Please reproduce verbatim the lines of the listing from the one containing "of the short" through the end of the listing, inclusive.

- Data lines
::::::::::

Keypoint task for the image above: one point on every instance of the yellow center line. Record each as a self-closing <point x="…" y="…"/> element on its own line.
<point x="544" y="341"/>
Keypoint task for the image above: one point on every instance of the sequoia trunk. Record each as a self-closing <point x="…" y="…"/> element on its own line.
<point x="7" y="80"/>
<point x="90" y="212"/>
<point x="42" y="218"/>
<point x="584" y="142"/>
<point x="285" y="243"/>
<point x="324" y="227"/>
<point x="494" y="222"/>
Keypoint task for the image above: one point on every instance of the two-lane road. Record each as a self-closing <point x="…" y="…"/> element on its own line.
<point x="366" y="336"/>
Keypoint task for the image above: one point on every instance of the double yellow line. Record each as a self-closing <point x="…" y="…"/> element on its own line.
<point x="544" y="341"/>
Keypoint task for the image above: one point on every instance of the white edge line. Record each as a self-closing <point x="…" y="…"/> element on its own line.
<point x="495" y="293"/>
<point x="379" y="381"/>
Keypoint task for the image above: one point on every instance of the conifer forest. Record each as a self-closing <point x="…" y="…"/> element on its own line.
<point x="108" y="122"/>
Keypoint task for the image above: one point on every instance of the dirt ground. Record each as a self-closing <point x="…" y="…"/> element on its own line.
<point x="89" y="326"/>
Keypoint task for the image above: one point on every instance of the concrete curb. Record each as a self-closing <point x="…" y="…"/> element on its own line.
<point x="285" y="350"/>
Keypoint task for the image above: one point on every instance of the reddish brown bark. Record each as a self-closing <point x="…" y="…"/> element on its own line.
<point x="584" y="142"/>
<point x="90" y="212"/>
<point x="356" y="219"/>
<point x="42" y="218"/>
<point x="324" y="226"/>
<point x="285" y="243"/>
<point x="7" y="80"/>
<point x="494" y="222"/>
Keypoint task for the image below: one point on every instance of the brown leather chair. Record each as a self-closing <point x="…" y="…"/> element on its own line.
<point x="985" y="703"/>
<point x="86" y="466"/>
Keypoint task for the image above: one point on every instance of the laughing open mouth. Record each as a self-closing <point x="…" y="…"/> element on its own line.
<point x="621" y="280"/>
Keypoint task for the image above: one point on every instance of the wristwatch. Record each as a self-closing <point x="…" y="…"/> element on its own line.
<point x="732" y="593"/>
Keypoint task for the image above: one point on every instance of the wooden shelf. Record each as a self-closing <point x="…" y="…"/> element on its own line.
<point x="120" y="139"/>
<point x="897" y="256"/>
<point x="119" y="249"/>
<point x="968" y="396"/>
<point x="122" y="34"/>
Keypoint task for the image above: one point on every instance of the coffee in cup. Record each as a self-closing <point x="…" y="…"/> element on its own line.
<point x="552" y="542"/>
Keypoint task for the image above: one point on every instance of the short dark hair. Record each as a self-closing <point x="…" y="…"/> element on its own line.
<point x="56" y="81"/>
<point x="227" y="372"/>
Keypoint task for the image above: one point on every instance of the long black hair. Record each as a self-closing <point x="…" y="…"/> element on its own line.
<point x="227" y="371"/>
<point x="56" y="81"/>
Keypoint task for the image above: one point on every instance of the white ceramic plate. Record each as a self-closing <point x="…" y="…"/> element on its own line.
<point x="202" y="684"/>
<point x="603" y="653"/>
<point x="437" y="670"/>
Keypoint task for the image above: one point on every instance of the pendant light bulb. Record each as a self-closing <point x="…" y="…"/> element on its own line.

::::::::::

- Response for this exercise
Keypoint task for the image above: one point on every instance of the short dark hair. Record each as a self-closing <point x="…" y="…"/> element on its own line.
<point x="56" y="81"/>
<point x="227" y="372"/>
Keypoint task for the image above: one point on every instance of the long black hair. Record each as a self-closing <point x="…" y="…"/> element on its own line.
<point x="227" y="371"/>
<point x="56" y="81"/>
Keypoint task for the image above: one point on every instance of the white ceramic plate. Record each as a self-closing <point x="…" y="…"/> element on its own line.
<point x="202" y="684"/>
<point x="603" y="653"/>
<point x="437" y="670"/>
Keypoint task for the image above: one point on every instance of the pendant light bulb. Record each as a self-closing <point x="…" y="…"/> element on its own line.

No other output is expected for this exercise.